> [EXERCISE TASK] Please count how many lines in the entries below contain the string "Query" and reply with that number alone.

····················

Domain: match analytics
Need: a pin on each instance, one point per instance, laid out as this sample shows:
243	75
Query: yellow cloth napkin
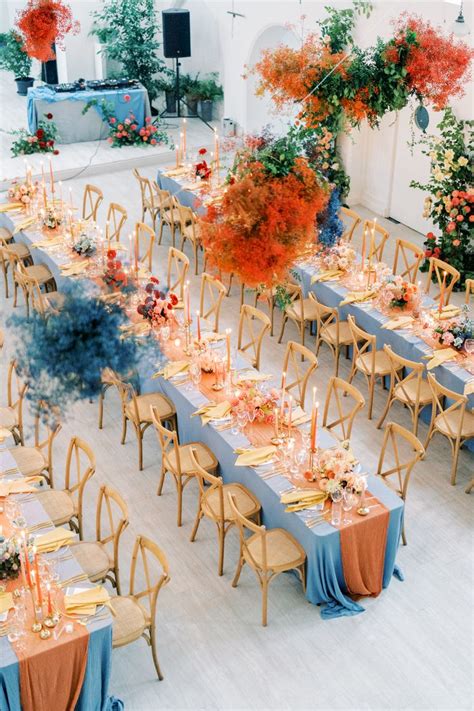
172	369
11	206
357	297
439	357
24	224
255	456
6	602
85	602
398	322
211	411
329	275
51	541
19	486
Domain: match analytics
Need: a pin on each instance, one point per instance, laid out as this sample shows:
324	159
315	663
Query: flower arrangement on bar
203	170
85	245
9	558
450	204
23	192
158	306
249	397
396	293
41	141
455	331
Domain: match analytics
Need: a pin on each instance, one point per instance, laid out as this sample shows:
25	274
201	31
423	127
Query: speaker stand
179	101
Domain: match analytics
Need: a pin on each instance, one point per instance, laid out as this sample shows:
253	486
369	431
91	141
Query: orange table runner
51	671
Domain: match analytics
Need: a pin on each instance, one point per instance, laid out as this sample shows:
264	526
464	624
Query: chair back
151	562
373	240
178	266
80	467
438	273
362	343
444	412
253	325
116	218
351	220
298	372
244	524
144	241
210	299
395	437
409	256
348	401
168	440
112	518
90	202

····················

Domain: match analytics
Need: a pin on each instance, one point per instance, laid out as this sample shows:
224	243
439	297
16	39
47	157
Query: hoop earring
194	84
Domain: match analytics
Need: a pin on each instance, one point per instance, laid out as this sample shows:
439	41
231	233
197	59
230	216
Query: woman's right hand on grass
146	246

····················

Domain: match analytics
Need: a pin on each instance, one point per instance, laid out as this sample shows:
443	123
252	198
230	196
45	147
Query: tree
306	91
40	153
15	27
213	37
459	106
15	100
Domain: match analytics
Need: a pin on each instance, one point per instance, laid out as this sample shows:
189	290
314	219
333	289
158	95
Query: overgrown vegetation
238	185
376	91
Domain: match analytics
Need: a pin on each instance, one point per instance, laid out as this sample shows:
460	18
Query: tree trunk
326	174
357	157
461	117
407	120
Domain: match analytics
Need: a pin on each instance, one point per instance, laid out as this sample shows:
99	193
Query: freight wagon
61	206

····················

> [TASK ANSWER] 11